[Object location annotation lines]
□ □ □ □ □

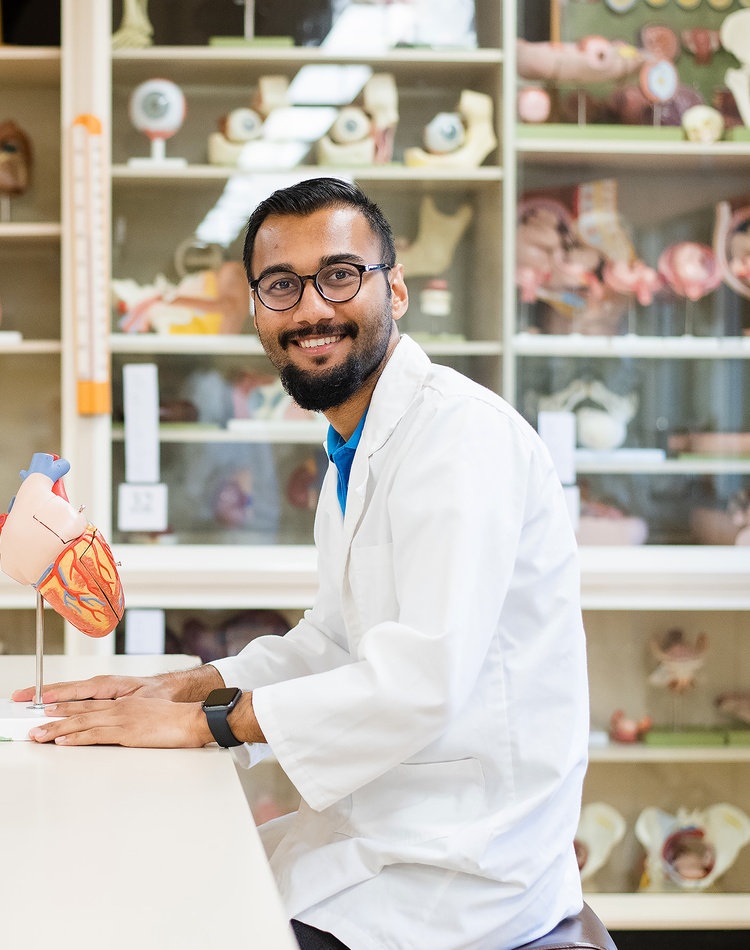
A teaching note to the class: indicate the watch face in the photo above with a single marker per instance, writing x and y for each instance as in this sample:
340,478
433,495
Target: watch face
221,697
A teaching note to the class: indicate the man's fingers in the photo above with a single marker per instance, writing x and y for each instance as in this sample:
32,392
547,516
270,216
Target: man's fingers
77,707
81,718
97,687
27,694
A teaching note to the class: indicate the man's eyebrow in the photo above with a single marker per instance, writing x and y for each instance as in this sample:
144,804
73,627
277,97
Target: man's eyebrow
285,268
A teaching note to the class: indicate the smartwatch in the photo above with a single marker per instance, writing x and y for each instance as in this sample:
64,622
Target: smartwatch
217,706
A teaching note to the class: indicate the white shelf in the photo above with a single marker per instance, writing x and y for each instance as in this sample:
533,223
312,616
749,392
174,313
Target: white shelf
678,466
665,577
200,577
630,345
624,153
391,174
29,347
638,752
671,911
200,64
31,231
252,430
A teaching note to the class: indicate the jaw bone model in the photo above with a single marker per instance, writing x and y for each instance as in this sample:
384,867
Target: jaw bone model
600,828
364,135
597,428
735,38
438,235
135,30
475,111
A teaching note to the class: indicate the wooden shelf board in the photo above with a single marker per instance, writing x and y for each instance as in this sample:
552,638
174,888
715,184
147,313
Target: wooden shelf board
614,754
665,577
631,345
31,231
672,911
30,347
391,174
256,430
29,65
693,466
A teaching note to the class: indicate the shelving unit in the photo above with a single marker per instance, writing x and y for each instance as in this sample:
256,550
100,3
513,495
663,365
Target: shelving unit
666,190
623,589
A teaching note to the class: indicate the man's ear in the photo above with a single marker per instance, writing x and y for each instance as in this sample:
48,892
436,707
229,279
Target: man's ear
399,292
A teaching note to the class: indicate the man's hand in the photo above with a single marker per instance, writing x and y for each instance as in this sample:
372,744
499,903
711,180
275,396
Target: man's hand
98,687
129,721
186,686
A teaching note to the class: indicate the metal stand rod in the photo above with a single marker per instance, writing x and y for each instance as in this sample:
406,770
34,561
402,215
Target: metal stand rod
38,704
249,19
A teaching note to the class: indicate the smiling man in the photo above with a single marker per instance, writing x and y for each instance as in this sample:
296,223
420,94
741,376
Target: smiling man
431,707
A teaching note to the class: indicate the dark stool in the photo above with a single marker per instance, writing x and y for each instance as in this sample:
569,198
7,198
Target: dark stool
583,932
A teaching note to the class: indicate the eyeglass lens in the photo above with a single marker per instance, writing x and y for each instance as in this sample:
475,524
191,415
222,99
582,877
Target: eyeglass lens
337,282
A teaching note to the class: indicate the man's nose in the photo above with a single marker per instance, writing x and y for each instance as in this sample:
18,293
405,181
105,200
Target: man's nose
312,306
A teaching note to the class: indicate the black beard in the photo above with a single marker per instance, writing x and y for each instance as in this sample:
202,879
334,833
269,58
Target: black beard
319,392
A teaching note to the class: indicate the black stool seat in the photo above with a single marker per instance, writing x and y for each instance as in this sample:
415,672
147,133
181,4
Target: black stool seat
583,932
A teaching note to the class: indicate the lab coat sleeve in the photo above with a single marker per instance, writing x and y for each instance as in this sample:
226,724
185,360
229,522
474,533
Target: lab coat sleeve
456,506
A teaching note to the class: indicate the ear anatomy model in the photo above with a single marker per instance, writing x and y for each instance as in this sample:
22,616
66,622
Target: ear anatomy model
49,545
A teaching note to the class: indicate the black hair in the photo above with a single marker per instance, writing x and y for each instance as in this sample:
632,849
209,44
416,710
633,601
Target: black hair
307,197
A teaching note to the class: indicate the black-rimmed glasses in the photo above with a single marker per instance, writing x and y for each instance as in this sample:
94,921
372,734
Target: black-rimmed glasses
337,283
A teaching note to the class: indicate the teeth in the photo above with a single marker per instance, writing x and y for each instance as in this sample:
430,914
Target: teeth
318,341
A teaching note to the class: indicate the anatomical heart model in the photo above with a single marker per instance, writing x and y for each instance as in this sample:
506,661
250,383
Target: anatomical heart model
49,545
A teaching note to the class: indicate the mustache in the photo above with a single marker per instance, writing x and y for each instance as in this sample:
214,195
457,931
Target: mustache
347,328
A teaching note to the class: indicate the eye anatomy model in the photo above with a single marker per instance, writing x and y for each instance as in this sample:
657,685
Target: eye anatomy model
157,108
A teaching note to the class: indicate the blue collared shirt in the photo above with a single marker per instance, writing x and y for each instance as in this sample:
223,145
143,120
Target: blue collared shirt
342,455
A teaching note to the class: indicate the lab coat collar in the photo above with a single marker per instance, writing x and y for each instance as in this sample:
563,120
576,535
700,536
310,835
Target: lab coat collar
399,385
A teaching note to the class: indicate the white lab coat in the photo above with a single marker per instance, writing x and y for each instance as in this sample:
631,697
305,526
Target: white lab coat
432,707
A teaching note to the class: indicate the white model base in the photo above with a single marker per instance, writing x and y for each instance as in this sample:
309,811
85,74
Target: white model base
17,718
157,162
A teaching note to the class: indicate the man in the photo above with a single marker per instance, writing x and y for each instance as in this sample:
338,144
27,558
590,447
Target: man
431,708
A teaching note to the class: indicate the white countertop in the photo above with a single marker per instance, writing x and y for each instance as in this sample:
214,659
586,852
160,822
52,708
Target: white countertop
113,848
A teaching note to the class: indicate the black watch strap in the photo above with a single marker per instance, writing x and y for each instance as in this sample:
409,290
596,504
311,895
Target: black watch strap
217,723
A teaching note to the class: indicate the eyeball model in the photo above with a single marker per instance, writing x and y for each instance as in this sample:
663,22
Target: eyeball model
351,125
242,125
157,108
445,133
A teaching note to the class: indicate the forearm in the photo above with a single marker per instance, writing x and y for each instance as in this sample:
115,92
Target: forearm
242,721
189,686
192,686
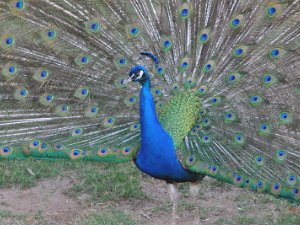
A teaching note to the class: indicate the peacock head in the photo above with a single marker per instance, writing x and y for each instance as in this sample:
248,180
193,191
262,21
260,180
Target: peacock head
139,74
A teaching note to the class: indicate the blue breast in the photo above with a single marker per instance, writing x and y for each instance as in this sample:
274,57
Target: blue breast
157,156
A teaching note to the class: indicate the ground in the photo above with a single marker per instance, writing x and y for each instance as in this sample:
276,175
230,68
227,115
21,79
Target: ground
66,193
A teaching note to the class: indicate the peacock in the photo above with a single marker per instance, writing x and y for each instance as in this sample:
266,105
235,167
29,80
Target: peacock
184,88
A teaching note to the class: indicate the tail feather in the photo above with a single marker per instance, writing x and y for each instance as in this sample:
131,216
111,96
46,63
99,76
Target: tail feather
63,94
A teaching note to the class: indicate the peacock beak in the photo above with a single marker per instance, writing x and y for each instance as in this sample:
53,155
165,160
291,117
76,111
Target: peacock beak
129,79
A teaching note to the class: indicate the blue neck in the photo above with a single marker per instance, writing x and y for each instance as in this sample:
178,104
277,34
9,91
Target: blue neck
157,156
148,117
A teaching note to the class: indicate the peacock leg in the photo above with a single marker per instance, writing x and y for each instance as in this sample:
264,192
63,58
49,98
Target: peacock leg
173,193
194,191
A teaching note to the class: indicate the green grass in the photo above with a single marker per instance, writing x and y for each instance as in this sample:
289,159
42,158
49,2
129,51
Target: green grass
108,217
103,182
109,183
15,173
285,219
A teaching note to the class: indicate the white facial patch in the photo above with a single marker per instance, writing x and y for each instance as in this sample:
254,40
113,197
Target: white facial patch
140,74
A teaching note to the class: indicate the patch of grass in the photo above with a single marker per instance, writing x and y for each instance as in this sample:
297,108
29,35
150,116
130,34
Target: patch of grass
108,217
109,183
16,172
162,208
286,219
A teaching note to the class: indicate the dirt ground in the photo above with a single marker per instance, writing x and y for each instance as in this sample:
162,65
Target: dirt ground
48,203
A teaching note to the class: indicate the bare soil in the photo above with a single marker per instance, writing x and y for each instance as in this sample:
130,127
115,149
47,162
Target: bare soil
48,203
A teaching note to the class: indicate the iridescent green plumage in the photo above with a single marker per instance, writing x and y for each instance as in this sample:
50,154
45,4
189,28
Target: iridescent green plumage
226,89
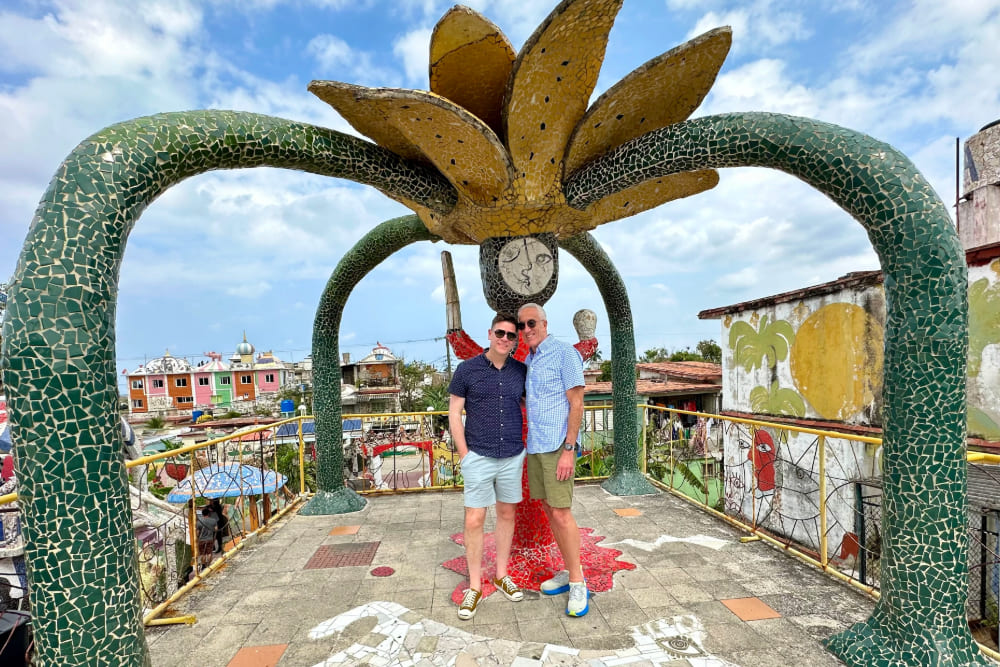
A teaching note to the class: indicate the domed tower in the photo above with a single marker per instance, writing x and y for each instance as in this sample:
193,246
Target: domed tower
979,208
245,350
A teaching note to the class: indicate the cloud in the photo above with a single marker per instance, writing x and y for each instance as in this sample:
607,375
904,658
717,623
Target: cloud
742,279
758,25
413,49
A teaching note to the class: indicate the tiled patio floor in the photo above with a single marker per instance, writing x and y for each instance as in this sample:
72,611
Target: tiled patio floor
698,596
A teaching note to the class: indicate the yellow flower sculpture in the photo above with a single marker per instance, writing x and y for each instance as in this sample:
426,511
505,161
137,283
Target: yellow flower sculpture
508,129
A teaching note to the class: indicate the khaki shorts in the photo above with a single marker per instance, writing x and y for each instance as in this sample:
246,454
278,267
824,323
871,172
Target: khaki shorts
542,482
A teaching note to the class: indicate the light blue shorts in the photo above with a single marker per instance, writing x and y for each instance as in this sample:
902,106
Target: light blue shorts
488,480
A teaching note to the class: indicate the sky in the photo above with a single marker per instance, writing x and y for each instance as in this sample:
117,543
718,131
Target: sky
251,250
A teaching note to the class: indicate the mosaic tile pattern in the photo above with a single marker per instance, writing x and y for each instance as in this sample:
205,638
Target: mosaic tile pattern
58,350
920,619
507,129
404,638
377,245
627,479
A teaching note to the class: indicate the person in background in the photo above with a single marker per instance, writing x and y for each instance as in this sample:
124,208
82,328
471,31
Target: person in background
490,388
554,390
222,529
207,524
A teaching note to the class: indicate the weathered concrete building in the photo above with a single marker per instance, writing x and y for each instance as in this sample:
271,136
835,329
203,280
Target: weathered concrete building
813,357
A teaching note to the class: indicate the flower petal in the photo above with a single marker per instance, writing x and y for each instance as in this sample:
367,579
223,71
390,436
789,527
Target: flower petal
460,145
471,60
665,90
352,102
650,194
549,89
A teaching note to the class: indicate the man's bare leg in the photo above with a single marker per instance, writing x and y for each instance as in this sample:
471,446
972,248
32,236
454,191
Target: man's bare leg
475,517
504,534
567,535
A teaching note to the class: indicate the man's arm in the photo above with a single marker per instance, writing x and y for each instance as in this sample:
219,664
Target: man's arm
567,460
455,406
575,397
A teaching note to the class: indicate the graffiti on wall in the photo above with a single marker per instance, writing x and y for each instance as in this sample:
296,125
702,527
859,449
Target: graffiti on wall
984,351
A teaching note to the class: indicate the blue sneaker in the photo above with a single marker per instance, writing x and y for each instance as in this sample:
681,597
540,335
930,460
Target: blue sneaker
578,603
556,585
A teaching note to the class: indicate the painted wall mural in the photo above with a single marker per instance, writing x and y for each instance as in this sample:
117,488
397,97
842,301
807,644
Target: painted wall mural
984,350
815,358
833,367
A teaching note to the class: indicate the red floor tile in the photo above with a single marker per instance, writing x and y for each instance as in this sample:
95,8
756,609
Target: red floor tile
258,656
343,555
750,609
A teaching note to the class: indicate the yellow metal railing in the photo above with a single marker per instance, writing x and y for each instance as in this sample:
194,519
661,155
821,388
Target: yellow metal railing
418,438
214,451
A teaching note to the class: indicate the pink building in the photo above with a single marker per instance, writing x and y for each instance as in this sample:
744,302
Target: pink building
270,372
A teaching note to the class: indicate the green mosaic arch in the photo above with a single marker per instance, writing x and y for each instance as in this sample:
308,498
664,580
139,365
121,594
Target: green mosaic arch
920,618
59,360
374,248
627,479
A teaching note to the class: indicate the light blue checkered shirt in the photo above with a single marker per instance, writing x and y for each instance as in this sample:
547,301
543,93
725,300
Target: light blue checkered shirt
553,368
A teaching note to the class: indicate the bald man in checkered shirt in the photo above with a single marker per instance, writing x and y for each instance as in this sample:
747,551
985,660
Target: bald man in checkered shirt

□ □ □ □ □

(THE TASK) Convert the stretch from the line containing "A teaching note to the class: indicate the blue sneaker" through the final line, both included, into a Markdown table with the columns Row and Line, giving each line a row number and omitting blank lines.

(ANSWER TO THIS PROBLEM)
| Row | Line |
|---|---|
| 1 | A teaching note to the class: indicate the blue sneaker in the photo above with a single marker per instance, writing x and y for each instance as in this sample: |
| 2 | 681,597 |
| 3 | 540,335 |
| 4 | 930,460 |
| 5 | Target: blue sneaker |
| 6 | 578,603 |
| 7 | 556,585 |
| 8 | A teaching note to the class: indicate the painted wall mural in the photo above with a single marker per instance, writing x and y for each instance as in this sample: |
| 9 | 117,488 |
| 10 | 397,97 |
| 11 | 842,301 |
| 12 | 807,644 |
| 13 | Target: painted wall mural |
| 14 | 984,350 |
| 15 | 815,358 |
| 16 | 833,367 |
| 17 | A teaching note to the class: indicate the red floor tile in the photo above with a single marker per instance, writing x and y for each instance as in this sample: |
| 18 | 95,8 |
| 19 | 756,609 |
| 20 | Target: red floor tile |
| 21 | 258,656 |
| 22 | 343,555 |
| 23 | 750,609 |
| 24 | A teaching note to the class: indicate the yellow metal railing in the photo above with a single marker per instance, writing x and y for each instance as in this sample: |
| 25 | 194,519 |
| 26 | 661,155 |
| 27 | 821,388 |
| 28 | Target: yellow metal railing |
| 29 | 418,438 |
| 30 | 214,451 |
| 31 | A teaching note to the class: indicate the pink building in the photo above with a single marker per instance, writing x and y for each instance as in this sample: |
| 32 | 744,302 |
| 33 | Target: pink building |
| 34 | 270,372 |
| 35 | A teaching note to the class: indicate the green mosaic arch in the photo above with a single marker per instance, writing x and y for each instance as in this sample: |
| 36 | 308,498 |
| 37 | 664,580 |
| 38 | 139,365 |
| 39 | 121,594 |
| 40 | Target: green mosaic arch |
| 41 | 920,618 |
| 42 | 59,360 |
| 43 | 374,248 |
| 44 | 627,479 |
| 45 | A teaching note to the class: indicate the light blue checkered shirt in the photo above with a single marker per instance, writing x and y for each instance as in this sample: |
| 46 | 547,301 |
| 47 | 543,93 |
| 48 | 725,300 |
| 49 | Target: light blue checkered shirt |
| 50 | 553,368 |
| 51 | A teaching note to the class: indicate the bald man in checkered shirt in the photo above with a single marker per instance, writing x and y for each instance as in this sample: |
| 52 | 747,551 |
| 53 | 985,660 |
| 54 | Target: bald man in checkered shirt |